[Start of Attachment]

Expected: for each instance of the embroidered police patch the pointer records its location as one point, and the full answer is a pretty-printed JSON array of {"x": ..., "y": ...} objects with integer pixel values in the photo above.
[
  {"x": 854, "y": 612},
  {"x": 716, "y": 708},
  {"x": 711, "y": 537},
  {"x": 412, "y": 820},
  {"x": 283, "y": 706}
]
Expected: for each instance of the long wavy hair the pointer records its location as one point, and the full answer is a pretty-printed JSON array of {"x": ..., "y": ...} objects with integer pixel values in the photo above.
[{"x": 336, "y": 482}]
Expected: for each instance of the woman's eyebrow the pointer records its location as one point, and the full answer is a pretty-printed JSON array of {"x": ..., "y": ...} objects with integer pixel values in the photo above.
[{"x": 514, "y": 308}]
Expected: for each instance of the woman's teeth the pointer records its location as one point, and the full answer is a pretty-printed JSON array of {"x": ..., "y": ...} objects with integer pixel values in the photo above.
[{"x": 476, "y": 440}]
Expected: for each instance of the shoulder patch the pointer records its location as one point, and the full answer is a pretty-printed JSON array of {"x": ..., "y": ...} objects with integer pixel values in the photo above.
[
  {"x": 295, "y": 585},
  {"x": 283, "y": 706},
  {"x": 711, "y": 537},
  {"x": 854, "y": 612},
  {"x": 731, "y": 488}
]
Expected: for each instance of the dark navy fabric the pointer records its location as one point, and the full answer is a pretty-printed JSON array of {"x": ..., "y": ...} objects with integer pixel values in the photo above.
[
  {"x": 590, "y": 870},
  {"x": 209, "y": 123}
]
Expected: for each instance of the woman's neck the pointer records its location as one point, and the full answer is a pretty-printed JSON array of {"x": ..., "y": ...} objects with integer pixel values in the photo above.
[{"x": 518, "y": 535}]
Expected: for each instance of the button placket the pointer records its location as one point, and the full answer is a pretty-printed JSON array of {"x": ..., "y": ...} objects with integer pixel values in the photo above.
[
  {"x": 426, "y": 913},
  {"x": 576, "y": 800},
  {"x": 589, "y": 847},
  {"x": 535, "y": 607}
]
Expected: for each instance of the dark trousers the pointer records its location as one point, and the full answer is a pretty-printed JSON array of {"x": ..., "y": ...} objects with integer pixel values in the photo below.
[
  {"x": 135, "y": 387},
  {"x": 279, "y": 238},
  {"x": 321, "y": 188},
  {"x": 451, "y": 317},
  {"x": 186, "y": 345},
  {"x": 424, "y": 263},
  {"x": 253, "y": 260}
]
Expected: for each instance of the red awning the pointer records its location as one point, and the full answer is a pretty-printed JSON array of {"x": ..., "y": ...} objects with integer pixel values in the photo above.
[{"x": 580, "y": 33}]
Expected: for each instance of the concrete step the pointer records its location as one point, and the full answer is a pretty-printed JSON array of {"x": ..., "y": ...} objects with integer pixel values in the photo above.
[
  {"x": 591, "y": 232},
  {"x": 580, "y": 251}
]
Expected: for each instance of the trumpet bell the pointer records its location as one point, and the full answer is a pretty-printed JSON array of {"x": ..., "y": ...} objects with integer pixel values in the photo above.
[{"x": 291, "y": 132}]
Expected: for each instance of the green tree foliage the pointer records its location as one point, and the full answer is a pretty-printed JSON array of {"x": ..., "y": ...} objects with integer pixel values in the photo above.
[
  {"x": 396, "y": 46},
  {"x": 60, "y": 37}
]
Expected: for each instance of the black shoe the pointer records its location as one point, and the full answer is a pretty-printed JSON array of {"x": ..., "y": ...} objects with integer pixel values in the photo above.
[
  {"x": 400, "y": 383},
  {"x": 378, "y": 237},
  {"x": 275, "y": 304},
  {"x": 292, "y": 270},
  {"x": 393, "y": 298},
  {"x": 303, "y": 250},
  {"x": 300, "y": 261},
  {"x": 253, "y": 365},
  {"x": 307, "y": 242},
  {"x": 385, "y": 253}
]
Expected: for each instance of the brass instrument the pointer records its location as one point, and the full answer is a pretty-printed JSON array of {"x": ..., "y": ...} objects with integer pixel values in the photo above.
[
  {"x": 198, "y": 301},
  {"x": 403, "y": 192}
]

[End of Attachment]

Nothing in the records may be altered; restate them word for word.

Expected: for each instance of the embroidered police patch the pointer records its location as one point, and the full answer is a pretty-printed JSON array of {"x": ..., "y": ...} objects with integer pixel values in the photo above.
[
  {"x": 854, "y": 612},
  {"x": 716, "y": 708},
  {"x": 711, "y": 537},
  {"x": 412, "y": 820},
  {"x": 283, "y": 706}
]
Expected: for each instance of the long wavy hair the pointer records its location as one point, and the full answer is a pretty-printed JSON array of {"x": ..., "y": ...} objects with integer pixel values in the photo above.
[{"x": 336, "y": 482}]
Expected: for each instance of the woman's eyebrow the pointer records its location as one point, and the full answer is a pretty-printed JSON array of {"x": ..., "y": ...} objects with integer pixel values in the photo above.
[{"x": 514, "y": 308}]
Expected: for each instance of the woman's teeth the pointer records its location as one point, and the full answer is a pretty-printed JSON array of {"x": ..., "y": ...} objects with integer pixel values in the photo above.
[{"x": 476, "y": 440}]
Expected: for each instance of the shoulder patch the pointer records its location as one point, and the full answer is a pretty-printed JSON array of {"x": ..., "y": ...} objects with integer pixel values in the photo above.
[
  {"x": 295, "y": 585},
  {"x": 283, "y": 706},
  {"x": 711, "y": 537},
  {"x": 854, "y": 612},
  {"x": 731, "y": 488}
]
Expected: for each instance of the dark navy fabric the pointer records its location as one point, and the full answer is a pretty-printed JSON array of {"x": ..., "y": ...} objects with integer pixel values in the photo above.
[
  {"x": 590, "y": 870},
  {"x": 209, "y": 123}
]
Expected: for each instance of the woman's neck the pointer records its location as one point, and the full answer is a pretty-printed JSON array of {"x": ..., "y": ...} objects with integer pixel values in the photo above.
[{"x": 518, "y": 535}]
Expected: for each instance of the button placket the pointer records its location as one point, and the full answer is a pretty-printed JSON array of {"x": ..., "y": ...} objects with integer pixel values in the photo above.
[
  {"x": 426, "y": 913},
  {"x": 576, "y": 800},
  {"x": 589, "y": 847},
  {"x": 535, "y": 607}
]
Expected: for each instance of the dark trousers the pointer records its location as one point, and the full answer is a pretty-printed JSON array of {"x": ..., "y": ...} objects with integer pixel values in the photo below.
[
  {"x": 135, "y": 387},
  {"x": 279, "y": 238},
  {"x": 321, "y": 188},
  {"x": 451, "y": 317},
  {"x": 186, "y": 345},
  {"x": 424, "y": 263},
  {"x": 253, "y": 260}
]
Expected: for each instance of the red awning the pointer records its location as one point, and the full answer is a pretty-printed JSON array of {"x": ..., "y": ...} objects with integer pixel values in the photo above.
[{"x": 580, "y": 33}]
Expected: for each instance of the concrete step the pointer records its location as one point, and the full answer is a pretty-printed JSON array of {"x": ..., "y": ...} objects with integer pixel values in the photo above.
[
  {"x": 591, "y": 232},
  {"x": 580, "y": 251}
]
Expected: for each instance of the trumpet bell the pointer records its location as one point, and the full answer is a pretty-printed JSON array of {"x": ..., "y": ...} objects with integer pixel values in the photo above.
[{"x": 291, "y": 132}]
Expected: for each instance of the green tree foliage the pointer records its location as one point, and the full answer is a pretty-printed JSON array of {"x": ..., "y": ...} objects with integer pixel values in the photo above.
[
  {"x": 396, "y": 46},
  {"x": 60, "y": 37}
]
Expected: for each instance of the black shoe the pointer records its location as one point, and the full answer is a pretty-printed JSON array of {"x": ..., "y": ...} objects with integer pixel values in the photo above.
[
  {"x": 400, "y": 383},
  {"x": 378, "y": 237},
  {"x": 275, "y": 304},
  {"x": 292, "y": 270},
  {"x": 393, "y": 298},
  {"x": 303, "y": 250},
  {"x": 300, "y": 261},
  {"x": 253, "y": 365},
  {"x": 307, "y": 242},
  {"x": 385, "y": 253}
]
Expected: for each instance of the brass instrument the pointer records its location as one point, and the full answer is a pretty-printed JSON array of {"x": ..., "y": ...} objects with integer pixel values in the photo above.
[
  {"x": 198, "y": 301},
  {"x": 403, "y": 192}
]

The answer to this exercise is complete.